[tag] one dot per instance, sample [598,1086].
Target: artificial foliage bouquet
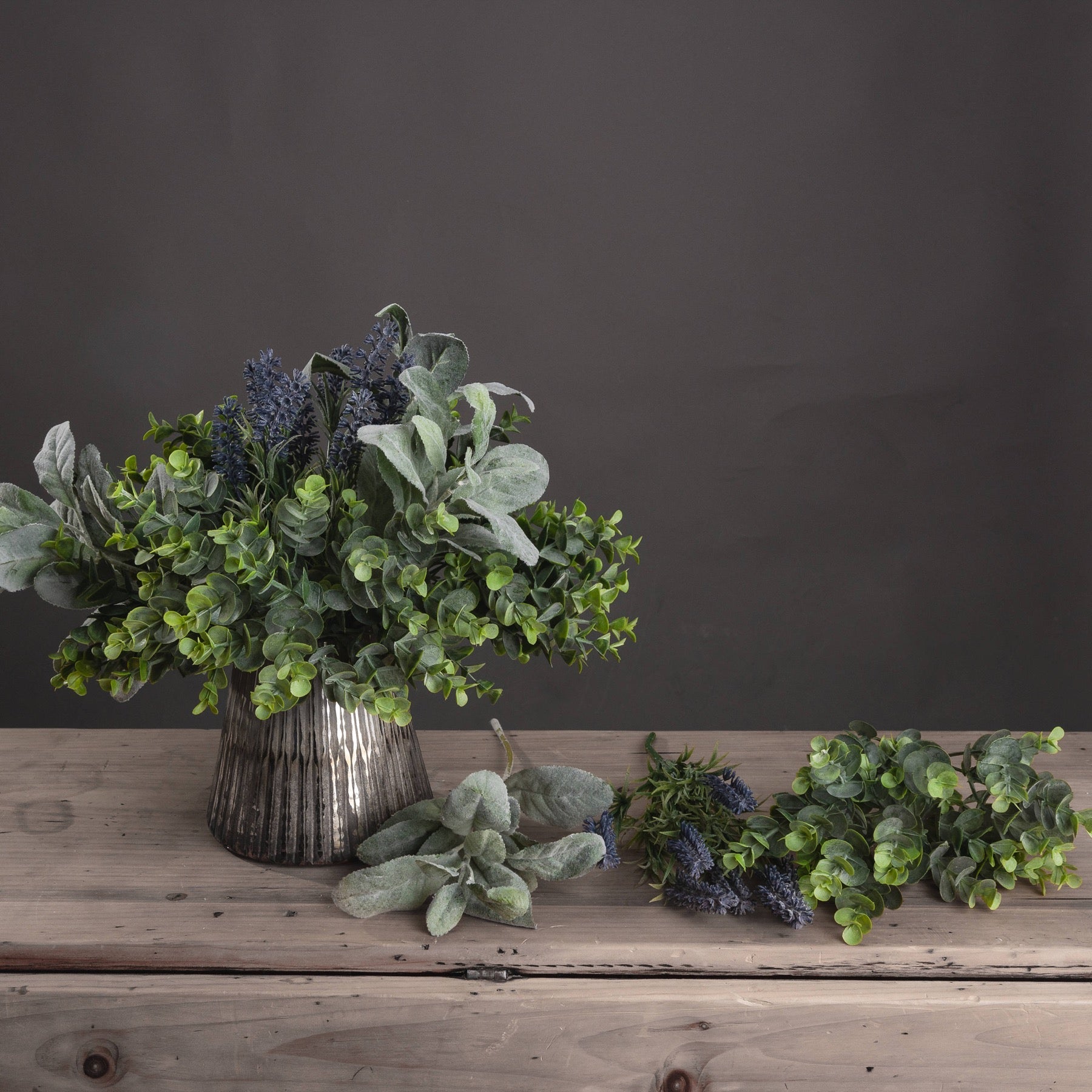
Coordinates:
[364,524]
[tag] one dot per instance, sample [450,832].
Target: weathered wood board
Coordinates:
[220,1033]
[106,865]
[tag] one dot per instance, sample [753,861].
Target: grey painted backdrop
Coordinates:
[801,288]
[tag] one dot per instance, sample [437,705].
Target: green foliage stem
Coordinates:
[438,546]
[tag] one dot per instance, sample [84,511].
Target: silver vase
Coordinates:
[309,784]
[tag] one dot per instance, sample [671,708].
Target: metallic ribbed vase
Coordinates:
[309,784]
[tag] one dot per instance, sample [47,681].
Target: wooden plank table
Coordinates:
[130,939]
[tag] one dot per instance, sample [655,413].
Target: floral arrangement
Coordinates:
[866,817]
[465,854]
[364,524]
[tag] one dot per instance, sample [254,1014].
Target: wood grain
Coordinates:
[106,865]
[222,1033]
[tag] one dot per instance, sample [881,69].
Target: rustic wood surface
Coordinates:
[106,865]
[218,1033]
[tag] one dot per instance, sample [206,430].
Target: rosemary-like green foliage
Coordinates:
[688,820]
[674,792]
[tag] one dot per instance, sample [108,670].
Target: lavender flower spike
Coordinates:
[690,852]
[731,791]
[713,897]
[229,454]
[781,892]
[604,827]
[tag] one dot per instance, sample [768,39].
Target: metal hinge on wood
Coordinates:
[487,974]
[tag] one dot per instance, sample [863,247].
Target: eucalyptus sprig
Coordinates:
[366,524]
[465,853]
[869,815]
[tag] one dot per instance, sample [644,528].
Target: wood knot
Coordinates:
[96,1066]
[679,1080]
[99,1063]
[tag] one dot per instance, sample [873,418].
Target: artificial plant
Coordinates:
[364,524]
[464,853]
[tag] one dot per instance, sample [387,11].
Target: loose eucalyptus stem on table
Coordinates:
[868,816]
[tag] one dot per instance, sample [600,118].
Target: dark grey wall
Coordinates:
[802,288]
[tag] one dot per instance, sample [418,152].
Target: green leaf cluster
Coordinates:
[675,791]
[438,545]
[465,854]
[869,815]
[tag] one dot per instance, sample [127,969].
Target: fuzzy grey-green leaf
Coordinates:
[559,795]
[397,841]
[22,555]
[513,477]
[401,884]
[486,846]
[56,464]
[19,507]
[564,860]
[480,802]
[446,910]
[423,809]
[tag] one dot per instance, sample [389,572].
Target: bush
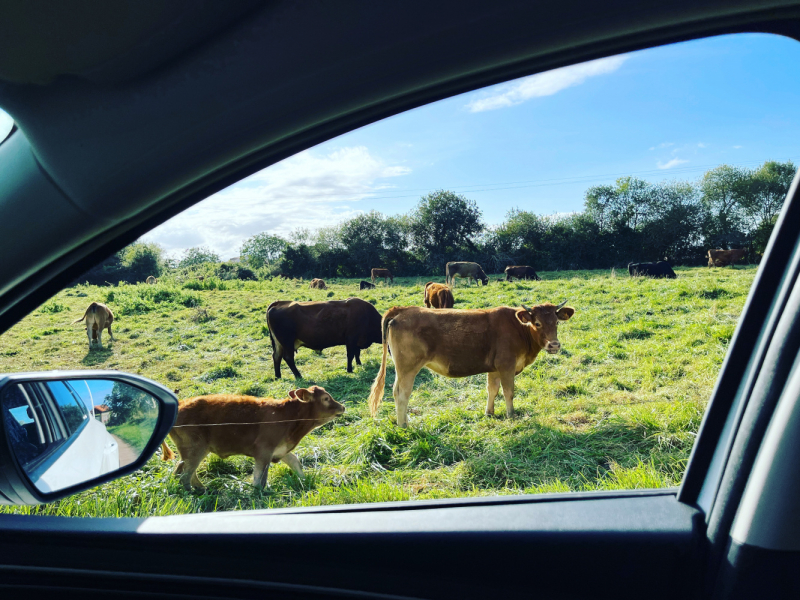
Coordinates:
[234,271]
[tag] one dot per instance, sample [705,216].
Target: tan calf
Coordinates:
[262,428]
[438,295]
[458,343]
[98,317]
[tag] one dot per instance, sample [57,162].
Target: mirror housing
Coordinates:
[16,484]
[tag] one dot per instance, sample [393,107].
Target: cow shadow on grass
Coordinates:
[97,356]
[352,389]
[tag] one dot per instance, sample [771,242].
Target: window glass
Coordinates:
[72,409]
[6,125]
[639,191]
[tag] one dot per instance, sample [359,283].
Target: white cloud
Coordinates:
[672,163]
[307,190]
[543,84]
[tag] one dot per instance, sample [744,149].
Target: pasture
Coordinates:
[618,408]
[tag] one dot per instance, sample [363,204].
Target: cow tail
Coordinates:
[82,318]
[166,453]
[376,392]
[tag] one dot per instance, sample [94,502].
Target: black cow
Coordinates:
[658,270]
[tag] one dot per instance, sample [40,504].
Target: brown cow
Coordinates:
[464,269]
[458,343]
[353,323]
[722,258]
[385,273]
[438,295]
[262,428]
[521,272]
[98,317]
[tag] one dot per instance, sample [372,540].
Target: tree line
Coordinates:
[631,220]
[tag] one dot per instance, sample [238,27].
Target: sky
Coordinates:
[535,143]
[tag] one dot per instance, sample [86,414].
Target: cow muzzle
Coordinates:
[553,347]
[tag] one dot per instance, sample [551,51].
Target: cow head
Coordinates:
[542,322]
[326,405]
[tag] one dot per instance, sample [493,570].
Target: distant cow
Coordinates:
[385,273]
[723,258]
[521,272]
[498,341]
[98,317]
[353,323]
[438,295]
[464,269]
[658,270]
[262,428]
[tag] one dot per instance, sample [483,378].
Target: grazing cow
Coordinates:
[385,273]
[458,343]
[658,270]
[722,258]
[464,269]
[438,295]
[353,323]
[521,272]
[262,428]
[98,317]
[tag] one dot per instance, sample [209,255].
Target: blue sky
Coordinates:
[536,143]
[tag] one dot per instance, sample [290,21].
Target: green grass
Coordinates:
[136,434]
[618,408]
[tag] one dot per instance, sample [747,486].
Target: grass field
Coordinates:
[619,407]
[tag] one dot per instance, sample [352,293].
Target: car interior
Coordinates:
[128,113]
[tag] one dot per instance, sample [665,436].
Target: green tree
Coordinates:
[142,259]
[442,224]
[197,256]
[263,250]
[725,192]
[128,404]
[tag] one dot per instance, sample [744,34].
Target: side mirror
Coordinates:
[66,431]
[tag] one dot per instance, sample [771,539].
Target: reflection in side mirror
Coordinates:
[65,432]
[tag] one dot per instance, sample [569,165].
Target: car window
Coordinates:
[591,234]
[73,411]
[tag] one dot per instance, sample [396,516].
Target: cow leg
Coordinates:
[277,356]
[261,470]
[294,464]
[507,379]
[492,387]
[403,386]
[289,358]
[191,459]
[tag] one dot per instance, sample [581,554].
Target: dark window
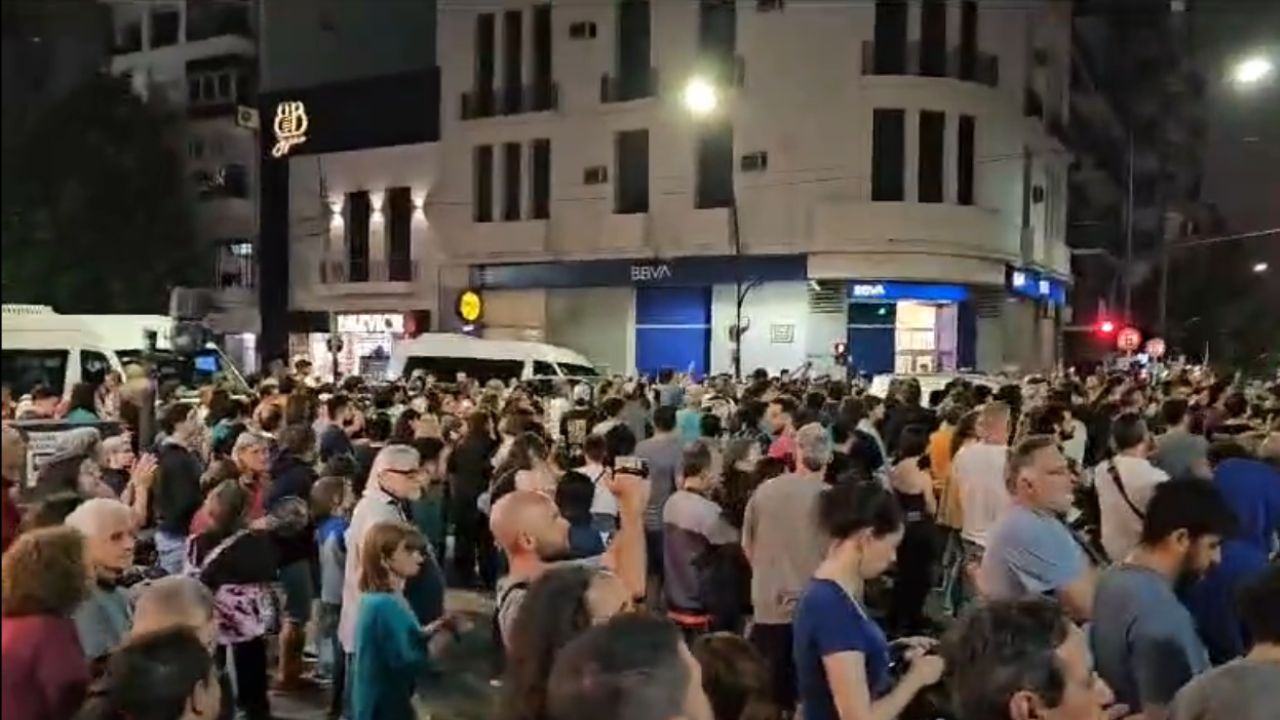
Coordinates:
[631,182]
[932,139]
[542,45]
[890,37]
[400,222]
[933,39]
[964,162]
[485,54]
[512,60]
[888,135]
[94,367]
[511,181]
[716,167]
[540,180]
[968,39]
[357,236]
[481,180]
[164,27]
[24,369]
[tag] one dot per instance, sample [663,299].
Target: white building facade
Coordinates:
[200,60]
[885,174]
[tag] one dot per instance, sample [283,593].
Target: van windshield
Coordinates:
[24,369]
[446,369]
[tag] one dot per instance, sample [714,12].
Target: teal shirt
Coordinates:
[391,655]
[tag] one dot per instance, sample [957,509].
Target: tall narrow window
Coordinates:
[932,140]
[481,183]
[968,39]
[485,62]
[357,236]
[888,155]
[511,181]
[964,160]
[891,37]
[716,167]
[933,39]
[631,181]
[512,60]
[540,180]
[400,222]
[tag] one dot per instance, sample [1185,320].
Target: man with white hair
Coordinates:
[105,618]
[785,547]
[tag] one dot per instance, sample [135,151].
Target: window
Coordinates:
[164,27]
[540,180]
[891,37]
[631,183]
[357,236]
[511,181]
[94,367]
[512,60]
[968,39]
[714,167]
[481,173]
[888,135]
[932,133]
[24,369]
[964,160]
[400,223]
[933,39]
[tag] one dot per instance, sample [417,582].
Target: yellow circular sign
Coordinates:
[470,305]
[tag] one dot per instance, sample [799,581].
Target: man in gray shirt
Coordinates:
[1247,688]
[1144,642]
[1180,452]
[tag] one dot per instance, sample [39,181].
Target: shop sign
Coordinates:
[289,127]
[371,323]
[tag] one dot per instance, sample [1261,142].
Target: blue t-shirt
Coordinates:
[827,621]
[1029,554]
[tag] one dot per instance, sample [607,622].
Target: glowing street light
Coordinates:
[1252,71]
[700,98]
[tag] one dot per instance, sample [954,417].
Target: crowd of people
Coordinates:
[1059,548]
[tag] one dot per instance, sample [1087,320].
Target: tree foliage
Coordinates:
[96,215]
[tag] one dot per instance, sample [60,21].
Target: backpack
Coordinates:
[243,611]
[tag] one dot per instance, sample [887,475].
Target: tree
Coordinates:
[96,215]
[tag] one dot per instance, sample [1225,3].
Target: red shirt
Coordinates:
[44,670]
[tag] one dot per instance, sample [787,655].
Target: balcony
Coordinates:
[982,68]
[624,89]
[489,103]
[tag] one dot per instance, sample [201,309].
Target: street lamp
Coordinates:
[1252,71]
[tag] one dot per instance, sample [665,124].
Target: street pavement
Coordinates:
[461,692]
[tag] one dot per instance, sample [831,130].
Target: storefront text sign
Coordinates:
[289,127]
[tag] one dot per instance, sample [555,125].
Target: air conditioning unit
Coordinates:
[246,117]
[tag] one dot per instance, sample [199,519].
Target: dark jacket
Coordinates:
[176,496]
[292,477]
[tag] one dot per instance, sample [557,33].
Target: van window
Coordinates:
[24,369]
[446,369]
[94,367]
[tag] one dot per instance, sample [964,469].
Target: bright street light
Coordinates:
[1252,71]
[702,99]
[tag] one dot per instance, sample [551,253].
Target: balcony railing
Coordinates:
[635,86]
[342,272]
[982,68]
[488,103]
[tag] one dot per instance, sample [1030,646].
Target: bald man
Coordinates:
[531,533]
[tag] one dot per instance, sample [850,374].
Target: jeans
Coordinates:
[170,551]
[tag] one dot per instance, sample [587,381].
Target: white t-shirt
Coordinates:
[1121,527]
[979,470]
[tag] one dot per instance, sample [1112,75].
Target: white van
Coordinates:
[446,355]
[40,346]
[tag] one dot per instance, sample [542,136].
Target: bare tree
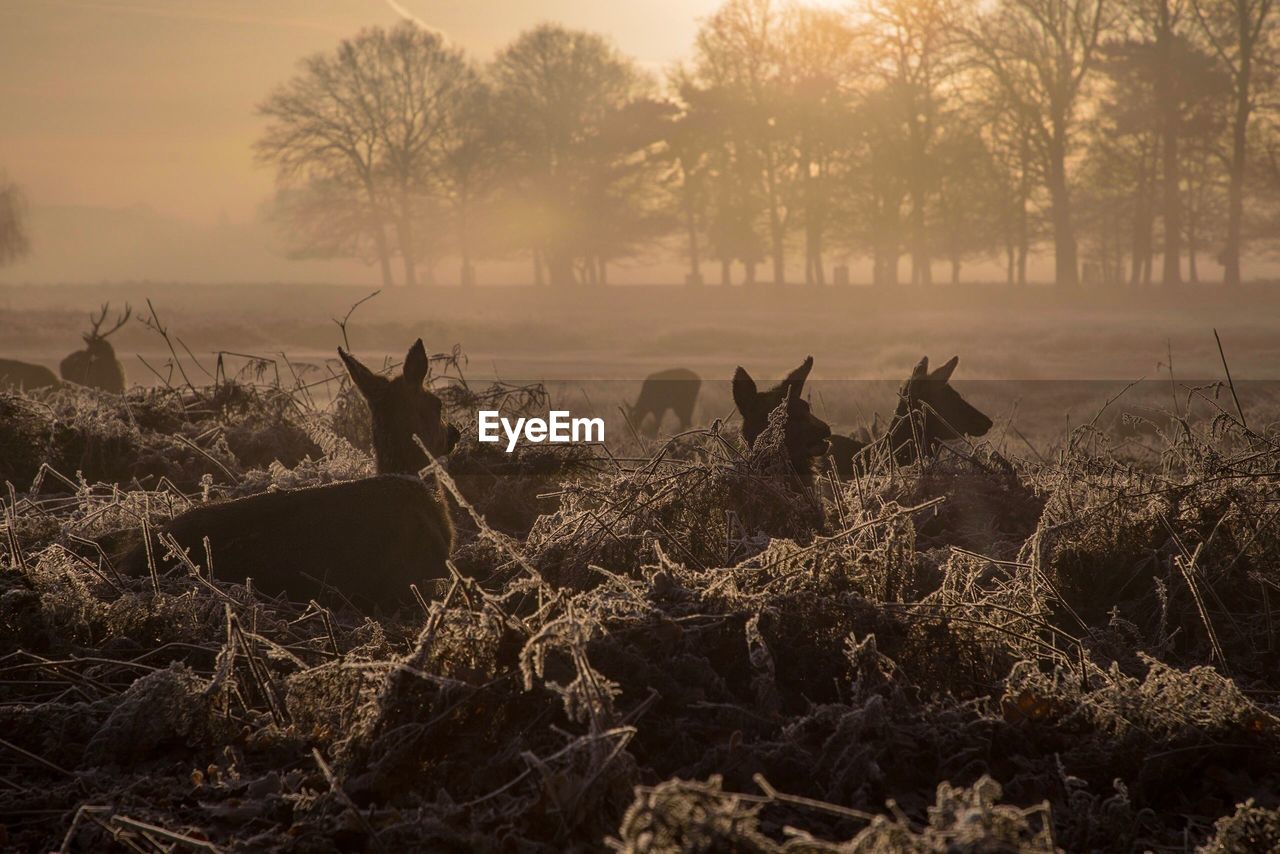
----------
Pick out each line in the rows above that contains the word "white", and copy those lines in full.

Target: white cloud
Target: white building facade
Target: man with white hair
Target: white t-shirt
Target: white van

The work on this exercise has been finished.